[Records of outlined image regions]

— Start —

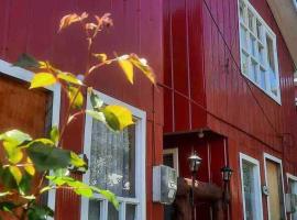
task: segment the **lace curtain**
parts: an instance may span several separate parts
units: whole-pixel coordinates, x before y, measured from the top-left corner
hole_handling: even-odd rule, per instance
[[[122,132],[112,132],[103,123],[92,122],[90,185],[109,189],[119,197],[135,197],[134,125]],[[89,202],[89,219],[99,219],[99,204]],[[110,205],[108,219],[116,220],[118,216]]]

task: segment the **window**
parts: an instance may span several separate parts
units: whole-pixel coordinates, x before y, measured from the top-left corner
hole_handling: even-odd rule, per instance
[[[0,76],[1,75],[13,77],[15,79],[20,79],[21,81],[30,81],[34,76],[32,72],[12,66],[12,64],[0,59]],[[52,94],[51,101],[47,102],[48,113],[45,116],[46,123],[44,128],[45,131],[48,131],[52,125],[59,124],[61,86],[54,85],[46,87],[45,89]],[[50,190],[48,194],[44,194],[42,196],[40,202],[47,204],[51,209],[55,210],[55,190]]]
[[[293,3],[295,6],[295,9],[297,10],[297,0],[293,0]]]
[[[98,95],[106,103],[128,107],[135,124],[116,133],[86,116],[84,152],[89,158],[89,170],[84,182],[114,193],[120,209],[117,211],[103,197],[96,195],[96,199],[82,199],[81,219],[145,219],[145,112]],[[91,108],[89,99],[87,106]]]
[[[248,0],[239,3],[242,74],[280,103],[276,36]]]
[[[165,148],[163,151],[163,164],[175,168],[178,176],[178,148]]]
[[[268,187],[268,219],[286,219],[282,161],[264,154],[265,178]]]
[[[262,220],[262,194],[258,161],[240,153],[244,220]]]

— End —

*Exercise details*. Transcribe every line of the records above word for word, omitting the pictures.

*Exercise response*.
task: segment the **lace curtain**
parts: an instance may span several separate parts
units: whole-pixel coordinates, x before y, measured from the top-left corner
hole_handling: even-odd rule, per instance
[[[122,132],[112,132],[103,123],[92,122],[90,185],[109,189],[119,197],[135,197],[134,125]],[[89,202],[89,219],[99,219],[99,204]],[[110,205],[108,219],[116,220],[118,216]]]

task: segment the **window**
parts: an instance may span several separate parts
units: whole-pixel coordinates, x before y, measured from the top-left corner
hole_handling: even-odd rule, per instance
[[[0,76],[1,75],[13,77],[15,79],[20,79],[21,81],[30,81],[34,76],[32,72],[12,66],[12,64],[0,59]],[[52,94],[51,101],[47,102],[48,113],[45,116],[46,123],[44,128],[45,131],[48,131],[52,125],[59,124],[61,86],[54,85],[46,87],[45,89]],[[50,190],[48,194],[44,194],[42,196],[40,202],[47,204],[51,209],[55,210],[55,190]]]
[[[293,3],[295,6],[295,9],[297,10],[297,0],[293,0]]]
[[[98,95],[106,103],[128,107],[135,124],[116,133],[86,116],[84,152],[89,158],[89,170],[84,182],[114,193],[120,209],[117,211],[103,197],[96,195],[96,199],[82,199],[81,219],[145,219],[145,112]],[[91,108],[89,99],[87,106]]]
[[[248,0],[239,3],[242,74],[280,103],[276,36]]]
[[[165,148],[163,151],[163,164],[175,168],[178,176],[178,148]]]
[[[268,187],[268,219],[286,219],[282,161],[264,154],[265,178]]]
[[[262,220],[262,194],[258,161],[240,153],[244,220]]]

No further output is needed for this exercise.